» **EXERCISE BRIEF**: Pull out every line below that contains the string "asked", and copy each one in full. Matching is case-sensitive.

» **LISTED RECORDS**:
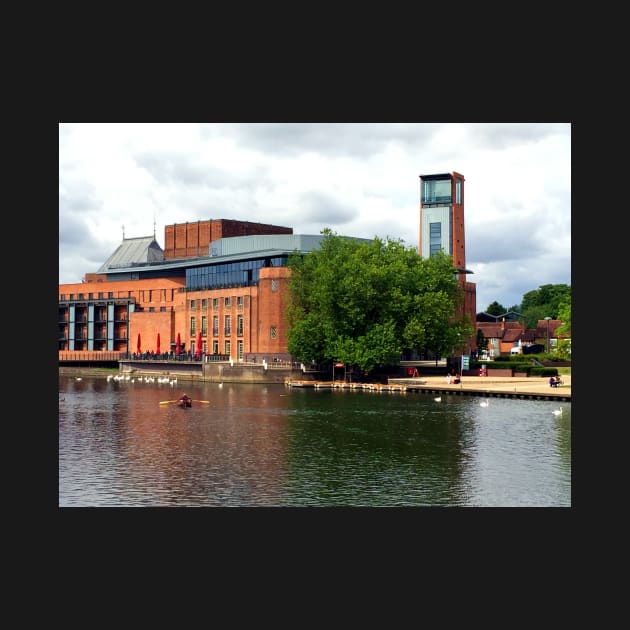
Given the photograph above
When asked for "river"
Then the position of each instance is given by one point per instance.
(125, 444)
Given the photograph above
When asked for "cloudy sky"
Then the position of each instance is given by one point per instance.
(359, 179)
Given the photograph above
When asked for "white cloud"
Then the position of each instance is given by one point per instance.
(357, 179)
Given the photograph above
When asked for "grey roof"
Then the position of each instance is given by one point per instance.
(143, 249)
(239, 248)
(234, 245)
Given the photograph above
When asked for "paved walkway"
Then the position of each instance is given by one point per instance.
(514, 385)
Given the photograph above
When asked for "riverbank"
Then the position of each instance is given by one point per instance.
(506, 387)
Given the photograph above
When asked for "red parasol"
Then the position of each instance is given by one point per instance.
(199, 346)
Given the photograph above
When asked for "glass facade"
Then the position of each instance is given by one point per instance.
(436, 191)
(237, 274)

==

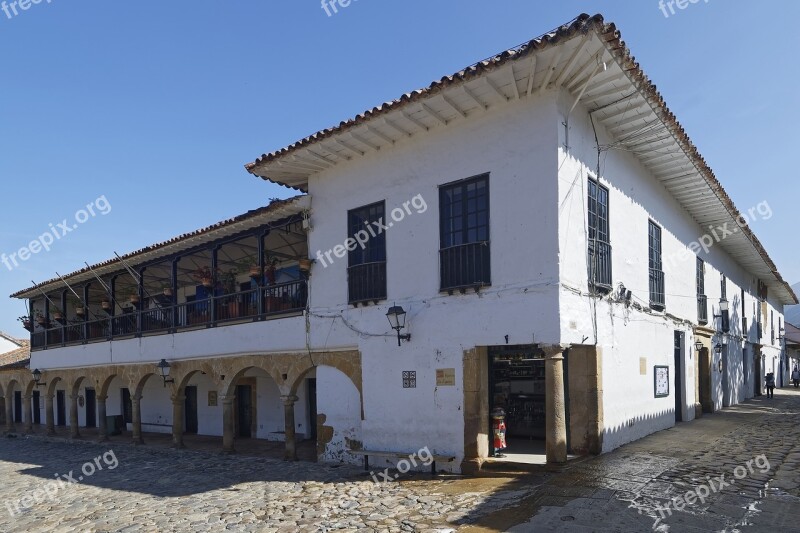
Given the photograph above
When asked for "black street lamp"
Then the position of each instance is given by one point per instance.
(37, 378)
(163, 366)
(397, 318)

» **CORRECT RESULT**:
When asked for "river"
When asked for "cloudy sky"
When asked for "white cloud"
When asked for "grey roof"
When asked for "paved walkway"
When asked for "riverbank"
When asked for "red parasol"
When asked for "glass facade"
When asked for "black street lamp"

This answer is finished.